## Conjunto de tareas
- a) Según el fragmento sobre los asesinatos de Cielo Drive, ¿en qué fecha encontró la señora de la limpieza los cuerpos?
- b) Prosigue el fragmento sobre los asesinatos de Cielo Drive a partir de su última oración.

El sábado por la tarde recibe una
llamada urgente de Los Angeles. Algo terrible acaba de ocurrir en la
casa de Cielo Drive. El peso de la culpa por no haber estado en casa
mientras su mujer y varios amigos eran asesinados le acompañará toda la
vida.
Los asesinatos de Cielo Drive
La policía llegó tras la llamada de la
aterrorizada señora de la limpieza, que encontró los cuerpos la mañana
del 9 de agosto de 1969. Sharon Tate y Jay Sebring, su exnovio y famoso peluquero de Hollywood, estaban en el salón, atados el uno al otro por una soga. Wojciech Frykowski, amigo de Polanski, y su novia Abigail Folger yacían en el jardín. A Steven Parent
la muerte lo sorprendió nada más entrar en su coche. Volvía a casa tras
visitar al vecino del matrimonio Polanski, pero se topó con los
asesinos justo cuando estos saltaban la verja y se adentraban en la
propiedad. Fue la primera víctima. Todas ellas habían sido disparadas o
acuchilladas decenas de veces. La palabra “pig” (“cerdo”) estaba escrita con sangre en la puerta principal.
Dado que se tardó varias semanas en dar
con los culpables, la prensa se entregó a todo tipo de especulaciones y
alusiones a magia negra, drogas y orgías con desconocidos recogidos en
la calle y llevados a casa de los Polanski, a modo de velada crítica
hacia el presunto extravagante estilo de vida de las víctimas que las
culpaba, en parte, de su propia muerte. Todo parecía una estrategia para
mitigar el pánico que se apoderó de la zona, mayor aún cuando la noche
siguiente se produjo un nuevo crimen en casa de un tranquilo matrimonio
de mediana edad, los LaBianca, esta vez con las palabras “Rise“, “Death to pigs” y “Helter Skelter”
escritas con sangre en la nevera. Si existía un modo de culpar en parte
de lo sucedido a las extrañas costumbres de las víctimas del 10050 de
Cielo Drive, el resto de los vecinos podría dormir más tranquilo.
Así, revistas como Time y Newsweek
llegarían a hablar de ritos vudú, de una ejecución ritual simulada que
habría llegado demasiado lejos debido a las drogas e incluso de
presuntas mutilaciones genitales, de heridas en el vientre de Tate
(embarazada entonces de ocho meses y medio) y de todo tipo de salvajadas
destinadas a emparentar la masacre con los aspectos más macabros de
films como La semilla del diablo. En ese ambiente era
inevitable que parte de las sospechas de la prensa y de la policía
cayeran en el propio Polanski, que llegaría a someterse a la prueba del
detector de mentiras. Un año después, el juicio a los culpables
demostraría que ninguna de esas especulaciones de la prensa y detalles
escabrosos sobre presuntas mutilaciones eran ciertos, por más que todos
ellos sigan adornando más de un artículo sobre los crímenes en el día de
hoy, y que incluso se den todavía lapsus televisivos
en los que se atribuye a Polanski la autoría de los crímenes, olvidando
que fueron otros los motivos que con el tiempo le llevarían a la
cárcel.

## Material recopilado
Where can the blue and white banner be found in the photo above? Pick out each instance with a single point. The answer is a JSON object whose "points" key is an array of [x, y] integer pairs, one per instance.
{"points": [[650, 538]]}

## Respuestas del ejercicio
- a) La mañana del 9 de agosto de 1969.

- b)
En las semanas siguientes a la masacre
el director colaboraría activamente con los investigadores, que le
instaron a sospechar de sus amistades más cercanas. Él mismo detalla en
su autobiografía sus semanas de detective aficionado al acecho de sus
mejores amigos. Buscando posibles móviles, recordó que John Phillips, de The Mamas and the Papas,
sabía que Polanski se había acostado con su exmujer mientras Sharon se
encontraba rodando una película. La policía le entregó entonces los
utensilios necesarios para encontrar restos de sangre en el coche de
Phillips, cosa que hizo sin hallar nada que implicara al cantante.
También aparecieron unas gafas graduadas en la escena del crimen,
detalle que era desconocido por la prensa. Polanski se sorprendió
entonces el día en que Bruce Lee le dijo que había perdido las gafas y
necesitaba comprar otras nuevas. Tras acompañarle a la óptica para
averiguar la graduación del actor experto en artes marciales, se
comprobó que esta no coincidía con la de las gafas halladas en la casa.
La imagen de Polanski en la prensa no
mejoró cuando, ocho días después de los asesinatos, se prestó a hacer un
reportaje para la revista Life en la escena del crimen con el
fin de limpiar su imagen y denunciar las calumnias que jalonaban los
titulares. El director, aturdido y aún en estado de shock, cometió un
error fatal al dejarse fotografiar en la puerta de la casa (es la imagen
que encabeza este artículo). Inmediatamente circuló el rumor de que
había cobrado miles de dólares por las fotos.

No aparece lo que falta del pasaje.